> **Page extract**:
↓↓↓
Filling Up the Glass
 Big babies
Big babies

Big babies

I want you to take a trip with me. It’s a mental journey that will require nothing but a little time and imagination. We’re going to take a slow ride back in time to the days of your eternal youth, your pristine childhood*, preserved carefully and lovingly in the memoirs of your personal history.

Let’s go back to a time when the only wars that concerned you involved water balloons, snowballs and/or a high-powered squirt gun full of Kool-Aid. Or maybe the classic frozen water balloon, if you were a particularly devious little bastard. The only meaning the word “party” held for you was the suggestion of cake and ice cream, clowns who performed mind-boggling magic tricks and candy in quantities to melt your brain. To vote on the issues meant to consult with your friends on whether to spend the afternoon flying kites in the park or holding a Super Mario Brothers marathon tournament. Going to work required feeding the fish and, if you were having a particularly unlucky day, maybe cleaning your room. Your most severe and unpleasant responsibilities included brushing your teeth and putting on your pants without falling over. Your most rigorous academic assignments were reading one-page stories about talking raccoons and coloring pictures of bugs with your most prized material possession, the 4,297-color super-box of Crayolas. Simply choosing which yellow to use on the insect eyes was a logic-wrenching ordeal that could occupy hours.

In this idyllic era, you would wake up early Saturday morning quite deliberately to watch cartoons and eat candy-colored cereal until neon pink milk ran out your ears. You’d scream with delight during ferocious tickle fights with older siblings. You’d scrape your knees falling off your bike and get mud in your hair without even noticing. Summer was the greatest gift God ever granted humankind, because it meant no school and lots of swimming. Lots and lots of swimming. So much swimming that the “pint-sized prune” condition would leave a permanent imprint on your genetic code.
↑↑↑
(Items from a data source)
↓↓↓
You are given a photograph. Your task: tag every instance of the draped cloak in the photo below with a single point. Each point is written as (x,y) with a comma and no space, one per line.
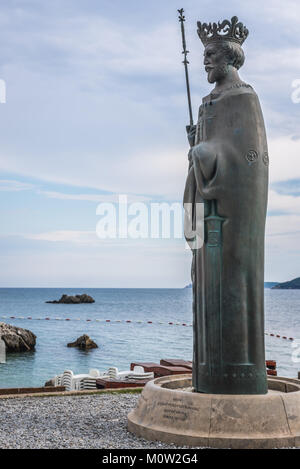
(229,173)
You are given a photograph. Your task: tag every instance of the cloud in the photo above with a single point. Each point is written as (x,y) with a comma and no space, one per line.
(65,236)
(9,185)
(105,198)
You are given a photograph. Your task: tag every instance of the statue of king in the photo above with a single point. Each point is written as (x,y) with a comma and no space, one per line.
(228,173)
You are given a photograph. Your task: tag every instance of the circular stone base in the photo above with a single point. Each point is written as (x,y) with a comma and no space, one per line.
(168,411)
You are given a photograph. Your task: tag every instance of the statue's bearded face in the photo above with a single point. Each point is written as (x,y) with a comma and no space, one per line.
(216,62)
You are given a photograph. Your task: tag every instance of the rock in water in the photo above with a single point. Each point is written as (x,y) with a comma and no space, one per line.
(84,342)
(17,339)
(73,300)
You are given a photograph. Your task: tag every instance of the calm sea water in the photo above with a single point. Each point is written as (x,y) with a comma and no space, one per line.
(121,343)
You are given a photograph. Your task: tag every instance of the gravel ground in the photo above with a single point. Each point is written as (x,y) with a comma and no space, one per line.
(95,421)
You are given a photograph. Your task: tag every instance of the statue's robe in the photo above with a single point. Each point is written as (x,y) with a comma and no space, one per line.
(229,173)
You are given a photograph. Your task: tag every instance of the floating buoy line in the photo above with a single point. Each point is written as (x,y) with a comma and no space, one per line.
(128,321)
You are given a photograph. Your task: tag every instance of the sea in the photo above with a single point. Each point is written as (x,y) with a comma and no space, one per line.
(128,325)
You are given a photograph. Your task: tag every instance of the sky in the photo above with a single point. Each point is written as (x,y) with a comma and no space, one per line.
(96,107)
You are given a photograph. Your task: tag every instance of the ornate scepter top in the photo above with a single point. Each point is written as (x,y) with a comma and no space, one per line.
(233,31)
(186,62)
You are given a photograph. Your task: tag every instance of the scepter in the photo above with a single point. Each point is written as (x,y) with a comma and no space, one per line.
(186,62)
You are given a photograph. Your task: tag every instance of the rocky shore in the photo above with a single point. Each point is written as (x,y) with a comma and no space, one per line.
(73,300)
(17,339)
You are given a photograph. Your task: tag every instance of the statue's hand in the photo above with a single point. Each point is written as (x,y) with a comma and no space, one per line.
(191,133)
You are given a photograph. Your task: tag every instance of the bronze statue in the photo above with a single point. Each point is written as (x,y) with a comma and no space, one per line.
(228,172)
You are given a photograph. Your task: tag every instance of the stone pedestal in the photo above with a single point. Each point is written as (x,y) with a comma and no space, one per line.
(169,411)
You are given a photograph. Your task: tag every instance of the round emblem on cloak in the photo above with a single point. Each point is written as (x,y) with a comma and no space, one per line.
(252,156)
(266,158)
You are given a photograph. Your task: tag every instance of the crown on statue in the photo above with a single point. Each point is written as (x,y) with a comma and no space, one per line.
(233,31)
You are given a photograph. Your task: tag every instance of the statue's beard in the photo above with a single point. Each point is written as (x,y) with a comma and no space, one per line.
(217,73)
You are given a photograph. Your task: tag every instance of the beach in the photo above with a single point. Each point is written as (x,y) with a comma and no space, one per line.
(97,421)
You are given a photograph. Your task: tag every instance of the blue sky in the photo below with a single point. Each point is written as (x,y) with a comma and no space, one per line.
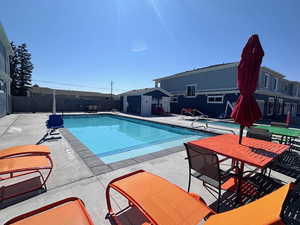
(131,42)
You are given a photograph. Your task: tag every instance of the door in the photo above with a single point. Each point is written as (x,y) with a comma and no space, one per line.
(261,105)
(146,102)
(125,104)
(166,104)
(3,104)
↑↑↑
> **Problem set**:
A - Condense the paragraph of the childhood essay that begins "In this idyllic era" into a shorter version that keeps its main facts.
B - Set down word for word everything in the childhood essay from "Filling Up the" down to "your personal history.".

> **Problem solutions**:
A - In this idyllic era, you woke early on Saturdays on purpose to watch cartoons and eat candy-colored cereal. You screamed with delight in tickle fights with older siblings, scraped your knees falling off your bike, and got mud in your hair without noticing. Summer was the greatest gift God ever gave humankind: no school and lots of swimming, so much that the "pint-sized prune" condition left a permanent imprint on your genetic code.

B -
Filling Up the Glass
 Big babies
Big babies

Big babies

I want you to take a trip with me. It’s a mental journey that will require nothing but a little time and imagination. We’re going to take a slow ride back in time to the days of your eternal youth, your pristine childhood*, preserved carefully and lovingly in the memoirs of your personal history.